(Region pointing data)

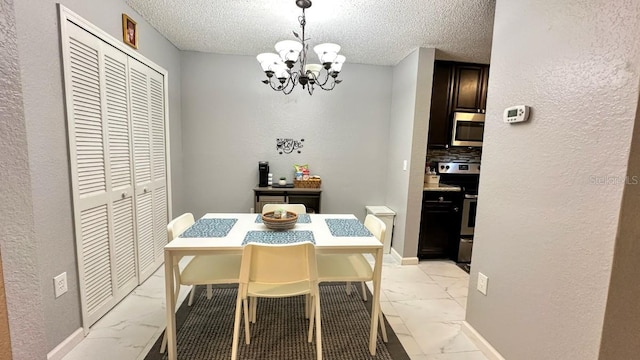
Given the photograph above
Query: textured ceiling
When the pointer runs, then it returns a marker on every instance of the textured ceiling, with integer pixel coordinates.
(370, 32)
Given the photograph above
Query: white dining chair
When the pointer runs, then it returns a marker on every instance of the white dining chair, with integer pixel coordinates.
(275, 271)
(295, 208)
(353, 267)
(201, 269)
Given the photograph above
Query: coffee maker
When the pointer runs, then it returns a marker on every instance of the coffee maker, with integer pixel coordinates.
(263, 170)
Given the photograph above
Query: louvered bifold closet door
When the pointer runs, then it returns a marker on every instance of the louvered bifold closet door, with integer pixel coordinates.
(101, 169)
(148, 120)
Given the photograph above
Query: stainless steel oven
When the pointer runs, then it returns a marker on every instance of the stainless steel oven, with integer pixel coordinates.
(465, 175)
(469, 206)
(468, 129)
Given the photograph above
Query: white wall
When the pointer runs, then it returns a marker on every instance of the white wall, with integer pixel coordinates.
(232, 121)
(17, 243)
(38, 39)
(411, 103)
(545, 231)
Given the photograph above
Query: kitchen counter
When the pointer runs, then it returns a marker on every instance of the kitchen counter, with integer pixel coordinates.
(441, 187)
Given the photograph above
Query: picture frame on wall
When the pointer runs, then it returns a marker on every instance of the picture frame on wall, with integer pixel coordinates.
(129, 31)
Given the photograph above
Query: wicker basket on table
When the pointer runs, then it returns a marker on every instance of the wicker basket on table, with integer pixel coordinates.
(309, 184)
(280, 223)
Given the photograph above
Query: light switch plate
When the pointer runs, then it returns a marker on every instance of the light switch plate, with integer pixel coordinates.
(483, 282)
(60, 284)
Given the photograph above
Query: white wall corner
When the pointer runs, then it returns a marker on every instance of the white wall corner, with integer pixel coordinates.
(403, 260)
(66, 346)
(483, 345)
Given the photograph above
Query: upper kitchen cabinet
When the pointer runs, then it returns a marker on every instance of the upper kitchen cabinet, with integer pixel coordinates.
(456, 87)
(439, 123)
(470, 88)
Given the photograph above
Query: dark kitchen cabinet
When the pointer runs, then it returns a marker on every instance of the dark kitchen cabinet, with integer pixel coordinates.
(439, 123)
(470, 88)
(456, 87)
(440, 224)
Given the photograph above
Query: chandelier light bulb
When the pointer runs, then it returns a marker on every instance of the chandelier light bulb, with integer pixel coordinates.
(289, 50)
(269, 61)
(327, 52)
(336, 66)
(313, 69)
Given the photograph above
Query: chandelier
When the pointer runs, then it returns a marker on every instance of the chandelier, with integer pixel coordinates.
(279, 68)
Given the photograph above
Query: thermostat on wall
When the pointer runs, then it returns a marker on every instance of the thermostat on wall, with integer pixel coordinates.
(518, 113)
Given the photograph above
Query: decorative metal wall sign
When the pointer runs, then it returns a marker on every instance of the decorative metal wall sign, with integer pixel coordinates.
(287, 146)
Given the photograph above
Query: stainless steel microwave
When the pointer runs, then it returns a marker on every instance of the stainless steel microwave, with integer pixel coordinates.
(468, 129)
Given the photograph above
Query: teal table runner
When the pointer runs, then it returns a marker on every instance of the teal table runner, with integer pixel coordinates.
(347, 227)
(278, 237)
(302, 219)
(209, 228)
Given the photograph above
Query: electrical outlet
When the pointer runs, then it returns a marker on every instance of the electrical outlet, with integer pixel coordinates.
(60, 284)
(483, 281)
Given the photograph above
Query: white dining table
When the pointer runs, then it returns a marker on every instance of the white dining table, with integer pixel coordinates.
(327, 240)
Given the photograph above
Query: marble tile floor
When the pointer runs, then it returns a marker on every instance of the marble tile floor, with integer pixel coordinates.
(424, 304)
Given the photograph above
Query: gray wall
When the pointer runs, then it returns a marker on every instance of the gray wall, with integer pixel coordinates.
(620, 338)
(40, 67)
(232, 121)
(411, 102)
(546, 229)
(17, 244)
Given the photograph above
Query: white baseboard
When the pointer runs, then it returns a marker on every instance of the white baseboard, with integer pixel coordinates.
(66, 346)
(489, 351)
(403, 261)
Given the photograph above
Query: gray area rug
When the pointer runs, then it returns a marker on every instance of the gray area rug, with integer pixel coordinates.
(205, 329)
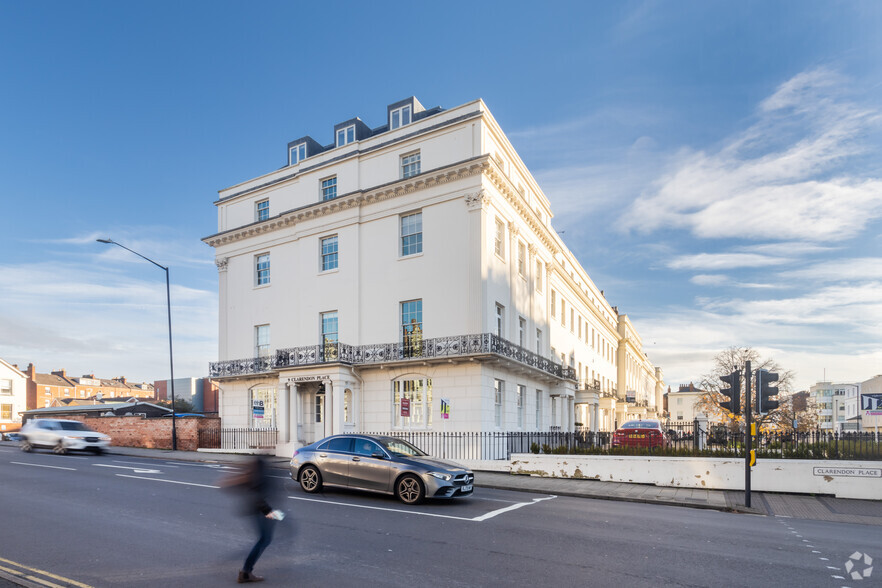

**WORK INSTRUCTION:** In the entries above, find the line that contains "Query: white dining chair", then repeat exactly every line from the first one through that line, with no pictures.

**THE COMPLETED TASK:**
Given the photograph above
Query: textured ceiling
When the pointer runs, then it returns a marker on every instance of the textured ceiling, with integer pixel coordinates.
(370, 32)
Given the photograph above
Query: white dining chair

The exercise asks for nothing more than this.